* **Görev Tanımı**
Amerikan propaganda afişlerini ele alan belge bölümüne göre aşağıdaki soruları kısaca yanıtlayın.
(a) Amerikan hükümetinin hem propaganda hem de gelir elde etmek için oluşturduğu fonun adı nedir?
(b) "Seni istiyorum" başlıklı poster savaş sırasında kaç adet sattı?
(c) Şekil 2.31'de verilen afişler hangi yıla tarihlenmektedir?

* **Belge Bölümü**
++++++++

• Sonuç bulunamadı

2. BÖLÜM

2.3. Birinci ve İkinci Dünya Savaşları Dönemlerinde Açık Hava Mecralarının

2.3.5. Amerikan Propagandası

Birinci Dünya Savaşı sırasında ABD’de iç ve dış politikayla ilgili binlerce poster yapılmıştır. “Amerikan Kızıl Haç Örgütü”, doğal afet kurumları, işçi bulma kurumları gibi sivil toplum kuruluşları ve öğrencileriyle birlikte devlet okulları son derece yoğun bir şekilde posterler hazırlıyorlardı. Bu kurumlar Avrupa’da bulunan Amerikan askerleri için kamuoyunu yardıma davet ediyorlardı. Çeşitli kurumlar tarafından yapılan posterlerde işçiler ve askerlerin resimleri beraber verilmekteydi.

43

Bu mesajlarla cephede savaşmak kadar ülkede çalışmanın da savaşı kazanmada önemli olduğu vurgusuna yer veriliyordu(Aktaş, 2012).

O yıllarda Amerikan hükümeti hem propaganda faaliyetlerinde bulunabilmek hem de gelir elde edebilmek için bir yöntem geliştirdi. “Özgürlük Fonu” adlı bir fon oluşturdu. Yetenekli afiş tasarımcılarını cephelere gönderiyor ve satılabilecek posterler yaptırıyordu. Satışlardan elde edilen gelir de bu fonda toplanıyordu. Örneğin James Montgomery Flagg’in yaptığı “Uncle Sam”(Sam Amca) posteri(şekil 2.4.) savaş sırasında en fazla üretilen posterler arasındaydı. “Seni istiyorum” başlığının yer aldığı poster savaş sırasında beş milyon adet sattı(Aktaş, 2012).

Amerikan propaganda afişleri duygusal ya da mizahi çok çeşitli mesajlar içermekteydi. Bayrak tasvirleri ve düşmanla ilgili olumsuz mesajların yer aldığı afişlerde vatanseverlik vurgusu ön plandaydı. Bu afişler ayrıca asker toplamak, para kazanmak, iş gücünün verimini arttırmak, yiyecek tasarrufu yapmak, manevi duyguları harekete geçirmek amacı taşıyorlardı(Aktaş, 2012). (şekil 2.31, 2.32. ve 2.33.)

Kaynak: http://www.learnnc.org/lp/editions/ww1posters/5069

Şekil 2.31. “Wake up, America!”, “Boys and girls! You can help your Uncle Sam win the war”, “Don't read American history, make it!”, James Montgomery Flagg, 1917.

++++++++

* **Ham Girdiler**
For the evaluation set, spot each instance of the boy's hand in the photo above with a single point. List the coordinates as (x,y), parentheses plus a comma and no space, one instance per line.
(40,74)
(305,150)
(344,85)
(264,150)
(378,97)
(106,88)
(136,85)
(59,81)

++++++++

* **Çözüm**
(a) Özgürlük Fonu
(b) Beş milyon adet
(c) 1917